Please print each entry below exactly as it reads.

Records shown Start Marker

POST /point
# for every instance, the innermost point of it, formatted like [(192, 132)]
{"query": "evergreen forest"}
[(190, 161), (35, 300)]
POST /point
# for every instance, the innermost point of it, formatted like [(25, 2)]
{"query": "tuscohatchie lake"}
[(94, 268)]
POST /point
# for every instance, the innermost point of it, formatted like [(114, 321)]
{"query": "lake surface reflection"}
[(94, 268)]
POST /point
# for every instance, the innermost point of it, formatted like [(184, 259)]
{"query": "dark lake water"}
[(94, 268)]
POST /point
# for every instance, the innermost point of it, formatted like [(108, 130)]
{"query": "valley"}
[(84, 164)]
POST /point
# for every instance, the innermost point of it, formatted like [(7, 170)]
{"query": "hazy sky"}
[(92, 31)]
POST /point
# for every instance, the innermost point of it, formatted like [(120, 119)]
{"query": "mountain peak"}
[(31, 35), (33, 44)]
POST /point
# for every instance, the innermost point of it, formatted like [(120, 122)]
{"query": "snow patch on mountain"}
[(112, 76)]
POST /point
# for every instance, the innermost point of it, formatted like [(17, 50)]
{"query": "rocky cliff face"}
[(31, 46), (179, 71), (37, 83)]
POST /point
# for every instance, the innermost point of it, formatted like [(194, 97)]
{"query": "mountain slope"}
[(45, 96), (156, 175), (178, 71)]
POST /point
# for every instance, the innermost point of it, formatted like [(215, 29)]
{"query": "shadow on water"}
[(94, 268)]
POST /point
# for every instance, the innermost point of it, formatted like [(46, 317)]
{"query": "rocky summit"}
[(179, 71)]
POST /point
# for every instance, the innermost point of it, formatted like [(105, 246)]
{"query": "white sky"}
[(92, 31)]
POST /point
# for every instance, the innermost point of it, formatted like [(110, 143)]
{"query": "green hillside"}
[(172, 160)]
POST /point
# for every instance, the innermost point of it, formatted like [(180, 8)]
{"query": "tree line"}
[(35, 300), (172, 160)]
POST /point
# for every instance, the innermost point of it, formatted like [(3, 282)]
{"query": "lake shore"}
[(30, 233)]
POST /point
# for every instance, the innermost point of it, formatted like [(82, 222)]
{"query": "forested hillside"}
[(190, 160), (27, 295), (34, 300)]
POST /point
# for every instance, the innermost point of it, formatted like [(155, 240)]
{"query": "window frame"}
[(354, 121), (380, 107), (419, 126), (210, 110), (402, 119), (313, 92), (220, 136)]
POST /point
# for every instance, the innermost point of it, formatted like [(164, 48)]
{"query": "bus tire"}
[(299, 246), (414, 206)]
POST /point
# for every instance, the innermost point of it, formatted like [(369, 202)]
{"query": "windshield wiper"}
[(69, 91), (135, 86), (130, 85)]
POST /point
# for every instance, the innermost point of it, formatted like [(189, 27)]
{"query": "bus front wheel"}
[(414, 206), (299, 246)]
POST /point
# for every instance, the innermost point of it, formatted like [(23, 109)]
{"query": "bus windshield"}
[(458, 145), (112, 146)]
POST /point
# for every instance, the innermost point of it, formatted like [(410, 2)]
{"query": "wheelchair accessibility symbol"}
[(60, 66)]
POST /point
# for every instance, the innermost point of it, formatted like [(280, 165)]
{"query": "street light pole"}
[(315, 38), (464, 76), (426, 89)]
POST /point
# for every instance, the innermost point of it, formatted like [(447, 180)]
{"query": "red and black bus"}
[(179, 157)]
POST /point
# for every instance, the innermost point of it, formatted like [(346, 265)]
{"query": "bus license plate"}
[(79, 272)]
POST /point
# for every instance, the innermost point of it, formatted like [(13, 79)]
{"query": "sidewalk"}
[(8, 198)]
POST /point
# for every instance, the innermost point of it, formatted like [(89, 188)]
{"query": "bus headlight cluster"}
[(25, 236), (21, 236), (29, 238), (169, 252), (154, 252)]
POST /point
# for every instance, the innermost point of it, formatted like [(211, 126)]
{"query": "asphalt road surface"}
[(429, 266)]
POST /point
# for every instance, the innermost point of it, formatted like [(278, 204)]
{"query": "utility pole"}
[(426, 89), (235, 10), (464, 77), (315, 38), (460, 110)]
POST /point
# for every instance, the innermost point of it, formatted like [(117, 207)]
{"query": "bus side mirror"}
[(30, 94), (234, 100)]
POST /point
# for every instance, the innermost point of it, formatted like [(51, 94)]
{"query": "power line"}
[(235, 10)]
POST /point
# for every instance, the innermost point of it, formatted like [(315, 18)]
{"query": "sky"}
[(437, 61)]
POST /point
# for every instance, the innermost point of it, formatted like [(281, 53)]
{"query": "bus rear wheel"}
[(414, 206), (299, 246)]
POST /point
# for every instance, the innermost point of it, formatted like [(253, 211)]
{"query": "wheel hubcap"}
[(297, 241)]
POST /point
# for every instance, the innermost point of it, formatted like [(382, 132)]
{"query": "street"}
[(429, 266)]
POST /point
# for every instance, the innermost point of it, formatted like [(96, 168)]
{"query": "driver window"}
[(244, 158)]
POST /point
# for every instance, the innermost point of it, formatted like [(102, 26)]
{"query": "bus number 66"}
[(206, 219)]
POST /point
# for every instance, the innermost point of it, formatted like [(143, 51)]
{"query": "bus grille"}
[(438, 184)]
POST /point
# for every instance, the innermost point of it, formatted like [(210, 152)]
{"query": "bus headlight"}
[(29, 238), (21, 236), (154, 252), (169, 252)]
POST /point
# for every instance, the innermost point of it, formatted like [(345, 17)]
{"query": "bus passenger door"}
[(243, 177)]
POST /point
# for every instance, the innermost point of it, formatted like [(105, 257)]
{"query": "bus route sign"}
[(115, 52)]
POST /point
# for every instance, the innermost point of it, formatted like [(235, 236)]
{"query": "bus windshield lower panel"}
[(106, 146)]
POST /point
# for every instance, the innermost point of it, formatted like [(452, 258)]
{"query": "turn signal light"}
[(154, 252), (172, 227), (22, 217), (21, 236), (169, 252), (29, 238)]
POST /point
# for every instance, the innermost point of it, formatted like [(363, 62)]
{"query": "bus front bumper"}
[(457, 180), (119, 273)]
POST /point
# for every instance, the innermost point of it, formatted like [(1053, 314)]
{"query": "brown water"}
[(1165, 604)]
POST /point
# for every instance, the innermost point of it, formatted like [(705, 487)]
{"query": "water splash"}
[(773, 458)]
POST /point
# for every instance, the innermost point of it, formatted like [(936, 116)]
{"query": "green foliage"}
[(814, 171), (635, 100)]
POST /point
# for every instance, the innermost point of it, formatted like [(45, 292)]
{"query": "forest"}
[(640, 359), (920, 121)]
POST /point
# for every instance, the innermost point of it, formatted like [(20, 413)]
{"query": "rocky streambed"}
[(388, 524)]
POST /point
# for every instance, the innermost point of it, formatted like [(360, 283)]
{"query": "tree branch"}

Records shown End Marker

Result of this task:
POST /point
# for every instance, the innermost point of it, formatted like [(192, 132)]
{"query": "evergreen forest"}
[(190, 161), (35, 300)]
POST /point
# for every instance, the innermost point of it, formatted like [(25, 2)]
{"query": "tuscohatchie lake"}
[(94, 268)]
POST /point
# for every instance, the innermost point of it, formatted like [(114, 321)]
{"query": "lake surface reflection"}
[(94, 268)]
POST /point
# for every instance, the innermost point of it, formatted like [(184, 259)]
{"query": "dark lake water"}
[(94, 268)]
POST /point
# for every instance, the innermost point of it, formatted like [(108, 130)]
{"query": "valley"}
[(84, 164)]
POST /point
# for every instance, the innermost point of it, formatted like [(7, 170)]
{"query": "hazy sky"}
[(92, 31)]
POST /point
# for every instance, the innermost point of it, formatted like [(120, 119)]
{"query": "mountain peak"}
[(31, 35), (33, 44)]
POST /point
# for every instance, the innermost point of it, formatted like [(120, 122)]
{"query": "snow patch on mountain"}
[(112, 76)]
POST /point
# for every instance, the innermost point of it, formatted like [(17, 50)]
{"query": "rocky cliff face"}
[(31, 46), (179, 71), (37, 83)]
POST /point
# for every instance, the innermost point of it, formatted like [(194, 97)]
{"query": "mountain slope"}
[(45, 96), (156, 175), (178, 71)]
POST /point
# for every instance, the innermost point of it, formatted like [(215, 29)]
{"query": "shadow on water"}
[(94, 268)]
POST /point
# for every instance, the innermost point of it, formatted like [(46, 317)]
{"query": "rocky summit"}
[(179, 71)]
POST /point
# for every instance, the innermost point of it, formatted like [(105, 246)]
{"query": "white sky"}
[(92, 31)]
POST /point
# for every instance, the innermost point of it, formatted like [(110, 143)]
{"query": "green hillside"}
[(172, 160)]
POST /point
# for every instance, the innermost point of it, formatted like [(180, 8)]
{"query": "tree line"}
[(35, 300), (172, 160)]
POST /point
# for every instance, the innermost point of it, formatted like [(3, 282)]
{"query": "lake shore"}
[(30, 233)]
POST /point
# for every instance, the innermost point of it, formatted like [(82, 222)]
{"query": "forested hillside"}
[(190, 160), (27, 295), (34, 300)]
POST /point
# for every instance, the innermost point of it, formatted like [(155, 240)]
{"query": "window frame"}
[(354, 121), (380, 107), (419, 126), (210, 110), (402, 119), (313, 92), (220, 136)]
POST /point
# for every instance, the innermost point of it, formatted like [(164, 48)]
{"query": "bus tire"}
[(299, 246), (414, 206)]
POST /point
# for every instance, the innermost point of it, formatted like [(369, 202)]
{"query": "windshield wiper"}
[(69, 91), (135, 86), (130, 85)]
POST /point
# for every instance, the innermost point of it, formatted like [(189, 27)]
{"query": "bus front wheel"}
[(414, 206), (299, 246)]
POST /point
# for every instance, the innermost point of it, formatted like [(23, 109)]
{"query": "bus windshield"}
[(458, 145), (112, 146)]
POST /point
# for every instance, the innermost point of it, formatted like [(410, 2)]
{"query": "wheelchair accessibility symbol"}
[(60, 66)]
POST /point
# for every instance, the innermost point of it, formatted like [(280, 165)]
{"query": "street light pole"}
[(315, 38), (464, 76), (426, 89)]
POST /point
# for every instance, the innermost point of it, formatted like [(447, 180)]
{"query": "red and black bus"}
[(179, 157)]
POST /point
# for every instance, the innermost point of it, formatted like [(346, 265)]
{"query": "bus license plate"}
[(79, 272)]
POST /point
# for every instance, the innermost point of it, formatted like [(13, 79)]
{"query": "sidewalk"}
[(8, 198)]
POST /point
# for every instance, the innermost point of it, formatted like [(89, 188)]
{"query": "bus headlight cluster"}
[(25, 236), (21, 236), (29, 238), (169, 252), (154, 252)]
POST /point
# for every instance, the innermost point of it, formatted like [(211, 126)]
{"query": "asphalt road surface"}
[(429, 266)]
POST /point
# for every instance, the innermost point of it, formatted like [(278, 204)]
{"query": "utility pole"}
[(426, 89), (235, 10), (464, 77), (315, 38), (460, 110)]
POST /point
# for every instance, the innermost point of it, formatted like [(117, 207)]
{"query": "bus side mirror"}
[(30, 94), (234, 100)]
POST /point
# for every instance, the innermost point of it, formatted like [(51, 94)]
{"query": "power line"}
[(235, 10)]
POST /point
# for every instance, the innermost point of it, formatted like [(315, 18)]
{"query": "sky"}
[(437, 61)]
POST /point
# for every instance, the innermost point of it, formatted like [(281, 53)]
{"query": "bus rear wheel"}
[(414, 206), (299, 246)]
POST /point
# for every instance, the innermost point of it, formatted like [(253, 211)]
{"query": "wheel hubcap"}
[(297, 241)]
POST /point
# for every instance, the innermost point of it, formatted like [(382, 132)]
{"query": "street"}
[(429, 266)]
POST /point
# for every instance, the innermost point of it, formatted like [(96, 168)]
{"query": "driver window"}
[(244, 158)]
POST /point
# for every instance, the innermost point of it, formatted like [(102, 26)]
{"query": "bus number 66"}
[(206, 219)]
POST /point
# for every instance, the innermost point of it, formatted like [(143, 51)]
{"query": "bus grille"}
[(438, 184)]
POST /point
# for every instance, the innermost point of it, formatted like [(210, 152)]
{"query": "bus headlight"}
[(29, 238), (21, 236), (154, 252), (169, 252)]
POST /point
# for every instance, the innermost point of it, formatted like [(345, 17)]
{"query": "bus passenger door"}
[(243, 177)]
POST /point
# for every instance, the innermost point of it, formatted like [(105, 257)]
{"query": "bus route sign"}
[(115, 52)]
POST /point
# for every instance, the innermost point of it, formatted like [(235, 236)]
{"query": "bus windshield lower panel"}
[(106, 146)]
POST /point
# for every instance, the innermost point of it, formatted like [(452, 258)]
{"query": "turn signal light"}
[(154, 252), (172, 227), (22, 217), (21, 236), (169, 252), (29, 238)]
POST /point
# for every instance, the innermost point of it, formatted like [(363, 62)]
{"query": "bus front bumper"}
[(457, 180), (119, 273)]
POST /point
# for every instance, the innermost point of it, formatted like [(1053, 314)]
{"query": "brown water"}
[(1165, 604)]
POST /point
# for every instance, the innermost point of it, formatted like [(705, 487)]
{"query": "water splash"}
[(773, 458)]
POST /point
# for every instance, the innermost point of it, formatted like [(936, 116)]
{"query": "green foliage"}
[(814, 171), (635, 100)]
POST /point
# for every instance, the innermost point of it, formatted like [(45, 292)]
{"query": "forest"}
[(640, 359), (920, 121)]
POST /point
# for every instance, the innermost point of it, formatted like [(20, 413)]
{"query": "rocky streambed"}
[(388, 524)]
POST /point
# for every instance, the innermost point of it, formatted like [(360, 283)]
{"query": "tree branch"}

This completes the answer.